The facility includes a height adjustable changing bench and overhead powered tracked hoist, an adjustable washbasin and centrally placed toilet with room either side for carers.
A ‘Quiet Room’ has also been installed for visitors who may experience heightened sensory anxiety and for use as a space for those who may need or wish to use the room for quiet contemplation.
The facility has been designed with the input of the Changing Places Consortium as well as disabled people and their carers, and will provide publicly accessible facilities to enable people with complex needs to stay out longer in the Isle of Man’s Capital, visit the Manx Museum and enjoy the surrounding area.
A grant of £25,147 was awarded to the Manx Museum and National Trust, with the remaining 53% of the total cost of £54,024 covered by its charitable funds.

- [PARTS OF THE EXERCISE]
[A] List the pieces of equipment that the passage about the Manx Museum's changing facility says the facility includes.
[B] Carry on the passage about the Manx Museum's changing facility, starting after its last sentence.

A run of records

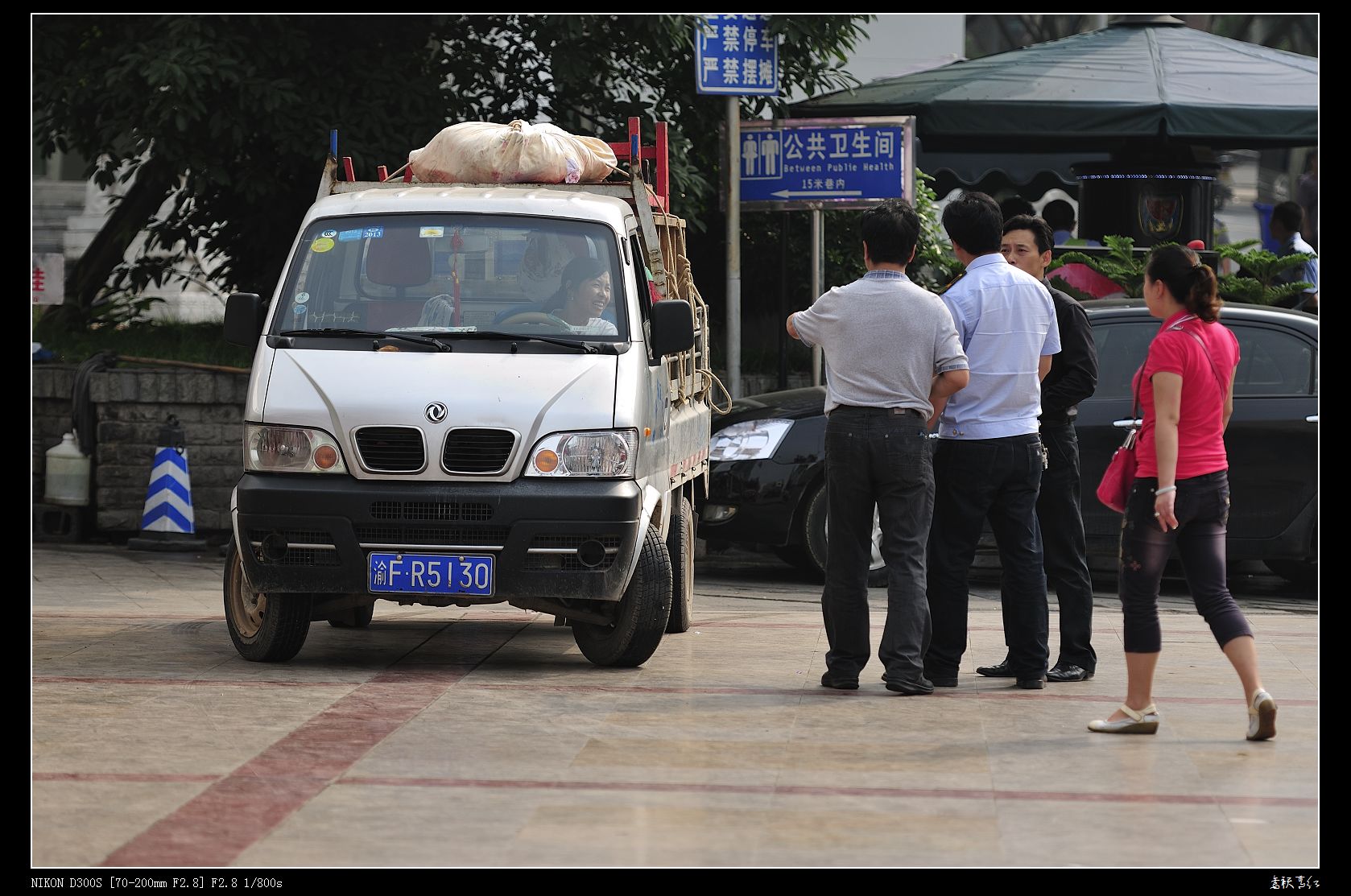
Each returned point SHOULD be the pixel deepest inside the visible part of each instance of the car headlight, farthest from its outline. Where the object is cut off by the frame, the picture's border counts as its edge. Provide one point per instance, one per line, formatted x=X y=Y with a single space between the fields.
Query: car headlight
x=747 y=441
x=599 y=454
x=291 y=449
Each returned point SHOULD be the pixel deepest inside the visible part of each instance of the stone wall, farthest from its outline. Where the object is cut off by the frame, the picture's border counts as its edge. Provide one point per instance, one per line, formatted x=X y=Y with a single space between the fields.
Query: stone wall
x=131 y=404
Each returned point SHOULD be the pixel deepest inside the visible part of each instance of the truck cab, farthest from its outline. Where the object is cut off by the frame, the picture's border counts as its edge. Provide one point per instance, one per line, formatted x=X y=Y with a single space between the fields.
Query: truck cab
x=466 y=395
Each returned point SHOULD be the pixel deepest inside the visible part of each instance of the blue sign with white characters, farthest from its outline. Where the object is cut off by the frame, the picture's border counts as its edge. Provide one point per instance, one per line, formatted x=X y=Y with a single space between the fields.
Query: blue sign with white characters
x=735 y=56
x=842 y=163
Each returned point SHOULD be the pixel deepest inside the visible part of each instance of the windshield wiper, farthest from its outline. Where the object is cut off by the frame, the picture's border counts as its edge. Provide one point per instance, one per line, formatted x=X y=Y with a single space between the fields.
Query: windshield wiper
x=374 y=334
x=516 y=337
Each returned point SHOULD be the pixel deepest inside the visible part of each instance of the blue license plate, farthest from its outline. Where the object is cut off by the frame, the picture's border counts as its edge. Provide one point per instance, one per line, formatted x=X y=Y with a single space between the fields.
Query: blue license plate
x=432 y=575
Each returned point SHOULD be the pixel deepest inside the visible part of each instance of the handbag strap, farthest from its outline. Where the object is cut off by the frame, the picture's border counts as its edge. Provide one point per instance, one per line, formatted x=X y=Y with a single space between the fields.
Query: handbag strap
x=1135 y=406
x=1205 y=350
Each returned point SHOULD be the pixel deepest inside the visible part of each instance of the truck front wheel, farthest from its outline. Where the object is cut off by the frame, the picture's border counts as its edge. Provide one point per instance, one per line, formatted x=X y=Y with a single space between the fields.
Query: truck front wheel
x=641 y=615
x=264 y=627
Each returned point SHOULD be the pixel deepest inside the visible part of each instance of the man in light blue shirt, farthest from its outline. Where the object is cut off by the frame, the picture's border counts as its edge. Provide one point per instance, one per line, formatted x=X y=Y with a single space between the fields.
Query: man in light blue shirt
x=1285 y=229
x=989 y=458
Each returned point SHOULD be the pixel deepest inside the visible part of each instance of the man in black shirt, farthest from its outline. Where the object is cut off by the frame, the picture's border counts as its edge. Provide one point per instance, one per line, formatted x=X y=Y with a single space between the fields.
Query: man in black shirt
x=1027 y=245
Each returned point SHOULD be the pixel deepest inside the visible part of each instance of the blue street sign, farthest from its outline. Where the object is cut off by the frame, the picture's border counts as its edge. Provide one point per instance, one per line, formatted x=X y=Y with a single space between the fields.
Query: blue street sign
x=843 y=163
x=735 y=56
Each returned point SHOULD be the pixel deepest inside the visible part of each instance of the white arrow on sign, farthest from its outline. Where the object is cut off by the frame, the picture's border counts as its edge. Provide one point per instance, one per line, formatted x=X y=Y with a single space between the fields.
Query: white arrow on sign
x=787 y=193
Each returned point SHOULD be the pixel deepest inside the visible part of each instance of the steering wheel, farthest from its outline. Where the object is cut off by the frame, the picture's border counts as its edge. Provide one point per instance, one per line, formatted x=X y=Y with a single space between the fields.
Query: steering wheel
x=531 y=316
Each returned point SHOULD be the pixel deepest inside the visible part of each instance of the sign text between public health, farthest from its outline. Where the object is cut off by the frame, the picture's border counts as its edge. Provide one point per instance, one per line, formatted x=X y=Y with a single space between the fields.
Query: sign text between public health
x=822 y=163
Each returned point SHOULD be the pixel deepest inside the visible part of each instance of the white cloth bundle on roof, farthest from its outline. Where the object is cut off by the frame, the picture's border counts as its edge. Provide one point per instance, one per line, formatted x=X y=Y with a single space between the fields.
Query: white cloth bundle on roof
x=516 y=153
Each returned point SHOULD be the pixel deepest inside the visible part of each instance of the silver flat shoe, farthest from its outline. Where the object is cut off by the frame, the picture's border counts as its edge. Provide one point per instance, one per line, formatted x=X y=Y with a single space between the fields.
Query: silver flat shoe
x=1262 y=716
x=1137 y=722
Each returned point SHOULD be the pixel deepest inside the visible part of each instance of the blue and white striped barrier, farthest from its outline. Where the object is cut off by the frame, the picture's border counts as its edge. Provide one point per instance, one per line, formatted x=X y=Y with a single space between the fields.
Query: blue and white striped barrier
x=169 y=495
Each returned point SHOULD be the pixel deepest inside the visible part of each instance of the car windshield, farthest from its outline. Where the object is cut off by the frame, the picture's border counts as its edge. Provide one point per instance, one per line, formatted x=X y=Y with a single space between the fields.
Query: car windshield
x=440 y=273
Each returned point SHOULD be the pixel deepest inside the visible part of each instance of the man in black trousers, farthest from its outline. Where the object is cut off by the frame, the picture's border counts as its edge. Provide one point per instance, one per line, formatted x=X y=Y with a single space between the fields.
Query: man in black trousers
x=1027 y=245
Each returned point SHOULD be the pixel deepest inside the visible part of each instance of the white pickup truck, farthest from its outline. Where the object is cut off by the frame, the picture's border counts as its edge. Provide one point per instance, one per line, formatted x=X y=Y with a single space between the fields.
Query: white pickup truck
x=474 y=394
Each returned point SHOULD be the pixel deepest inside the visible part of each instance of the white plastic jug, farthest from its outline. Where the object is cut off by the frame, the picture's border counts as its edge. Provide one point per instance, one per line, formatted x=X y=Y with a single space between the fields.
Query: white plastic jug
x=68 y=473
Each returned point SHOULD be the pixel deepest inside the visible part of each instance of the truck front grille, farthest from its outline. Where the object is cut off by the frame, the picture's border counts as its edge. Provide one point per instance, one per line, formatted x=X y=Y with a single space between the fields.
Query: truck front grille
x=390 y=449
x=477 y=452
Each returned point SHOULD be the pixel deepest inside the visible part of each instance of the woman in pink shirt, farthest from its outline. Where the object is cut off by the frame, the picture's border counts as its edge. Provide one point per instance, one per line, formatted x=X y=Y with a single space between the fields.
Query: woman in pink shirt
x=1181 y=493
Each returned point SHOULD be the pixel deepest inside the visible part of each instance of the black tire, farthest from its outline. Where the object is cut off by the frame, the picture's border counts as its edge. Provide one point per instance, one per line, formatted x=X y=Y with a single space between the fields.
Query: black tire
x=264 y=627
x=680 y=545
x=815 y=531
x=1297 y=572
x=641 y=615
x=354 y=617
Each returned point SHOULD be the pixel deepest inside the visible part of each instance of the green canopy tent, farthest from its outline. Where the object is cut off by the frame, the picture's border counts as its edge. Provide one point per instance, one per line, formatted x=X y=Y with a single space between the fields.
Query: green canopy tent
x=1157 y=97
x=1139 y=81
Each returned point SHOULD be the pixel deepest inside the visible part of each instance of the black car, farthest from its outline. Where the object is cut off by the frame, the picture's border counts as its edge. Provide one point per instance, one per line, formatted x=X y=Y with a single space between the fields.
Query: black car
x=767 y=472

---

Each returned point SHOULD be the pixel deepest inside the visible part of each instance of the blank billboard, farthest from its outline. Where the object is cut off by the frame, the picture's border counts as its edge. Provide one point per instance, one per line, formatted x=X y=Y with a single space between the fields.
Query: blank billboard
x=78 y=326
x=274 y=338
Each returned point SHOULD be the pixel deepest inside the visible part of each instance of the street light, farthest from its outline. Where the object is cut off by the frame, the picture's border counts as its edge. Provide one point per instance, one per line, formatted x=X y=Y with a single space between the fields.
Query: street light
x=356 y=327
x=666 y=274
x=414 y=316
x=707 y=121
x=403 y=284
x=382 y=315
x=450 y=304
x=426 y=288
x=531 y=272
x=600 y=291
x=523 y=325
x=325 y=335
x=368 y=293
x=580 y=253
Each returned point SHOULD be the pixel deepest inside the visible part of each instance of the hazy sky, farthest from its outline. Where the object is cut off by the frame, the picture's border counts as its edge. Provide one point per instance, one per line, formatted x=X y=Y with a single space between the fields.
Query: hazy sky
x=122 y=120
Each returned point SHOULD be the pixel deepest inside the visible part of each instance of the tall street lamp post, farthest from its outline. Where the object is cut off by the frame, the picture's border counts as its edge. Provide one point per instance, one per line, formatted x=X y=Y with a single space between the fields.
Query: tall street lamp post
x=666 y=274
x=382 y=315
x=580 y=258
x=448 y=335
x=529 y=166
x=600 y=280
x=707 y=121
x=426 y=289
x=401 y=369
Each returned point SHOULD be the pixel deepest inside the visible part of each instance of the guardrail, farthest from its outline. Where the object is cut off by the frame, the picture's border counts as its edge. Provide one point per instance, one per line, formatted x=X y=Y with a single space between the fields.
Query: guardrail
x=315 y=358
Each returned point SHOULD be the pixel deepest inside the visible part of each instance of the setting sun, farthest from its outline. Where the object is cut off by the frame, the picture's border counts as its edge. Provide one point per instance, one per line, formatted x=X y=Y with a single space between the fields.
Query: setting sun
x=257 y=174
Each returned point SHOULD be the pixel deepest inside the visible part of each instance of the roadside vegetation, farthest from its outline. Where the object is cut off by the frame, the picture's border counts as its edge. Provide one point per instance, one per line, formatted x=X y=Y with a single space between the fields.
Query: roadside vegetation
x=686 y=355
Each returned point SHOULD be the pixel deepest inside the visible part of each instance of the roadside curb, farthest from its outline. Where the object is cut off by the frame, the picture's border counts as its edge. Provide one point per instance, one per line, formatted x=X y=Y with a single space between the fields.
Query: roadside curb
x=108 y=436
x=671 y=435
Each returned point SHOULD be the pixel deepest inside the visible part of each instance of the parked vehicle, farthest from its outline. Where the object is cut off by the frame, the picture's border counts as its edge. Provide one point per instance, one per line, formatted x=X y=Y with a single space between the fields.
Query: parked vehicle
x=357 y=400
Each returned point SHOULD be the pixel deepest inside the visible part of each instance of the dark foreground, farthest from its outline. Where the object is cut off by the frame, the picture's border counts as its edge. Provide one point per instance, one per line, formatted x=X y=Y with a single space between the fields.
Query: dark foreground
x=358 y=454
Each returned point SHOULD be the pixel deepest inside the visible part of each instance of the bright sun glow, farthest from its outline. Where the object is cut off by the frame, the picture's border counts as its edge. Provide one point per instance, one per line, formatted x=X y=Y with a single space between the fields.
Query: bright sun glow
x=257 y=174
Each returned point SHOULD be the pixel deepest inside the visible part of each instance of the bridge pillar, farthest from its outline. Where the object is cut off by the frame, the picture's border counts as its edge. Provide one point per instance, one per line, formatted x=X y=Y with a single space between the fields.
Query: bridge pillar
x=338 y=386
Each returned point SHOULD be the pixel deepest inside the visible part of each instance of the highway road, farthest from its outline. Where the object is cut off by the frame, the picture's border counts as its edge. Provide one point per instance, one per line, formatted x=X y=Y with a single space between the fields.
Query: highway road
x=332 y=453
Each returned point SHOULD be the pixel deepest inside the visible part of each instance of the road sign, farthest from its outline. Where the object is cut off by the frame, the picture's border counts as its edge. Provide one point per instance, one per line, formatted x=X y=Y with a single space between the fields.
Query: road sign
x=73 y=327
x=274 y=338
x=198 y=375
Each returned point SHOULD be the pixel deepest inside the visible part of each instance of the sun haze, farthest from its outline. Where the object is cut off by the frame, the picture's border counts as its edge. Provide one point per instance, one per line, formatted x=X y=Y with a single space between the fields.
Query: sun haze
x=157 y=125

- [SET OF ANSWERS]
[A]
- a height adjustable changing bench
- an overhead powered tracked hoist
- an adjustable washbasin
- a centrally placed toilet

[B]
Edmund Southworth, Director of Manx National Heritage said: ‘The absence of suitable toilet and changing facilities can mean that people with disabilities are often limited to the places they can go or the length of time they can spend there. Changing Place toilets can vastly improve quality of life and we are delighted that this facility, which will hugely benefit the Island, is now available at the Manx Museum. We are very grateful to Manx Lottery Trust and the Trustees of the Manx Museum and National Trust for making this achievable.’
Jonathan Hall, Chairman of the Manx Museum and National Trust, said: ‘The Trustees were unanimous in their support of this project to create the Island’s first and much needed, publicly accessible Changing Place and delighted that it is now open.’
There are only a few equivalent facilities at schools and colleges around the rest of the Island, but these aren’t freely accessible to the general public.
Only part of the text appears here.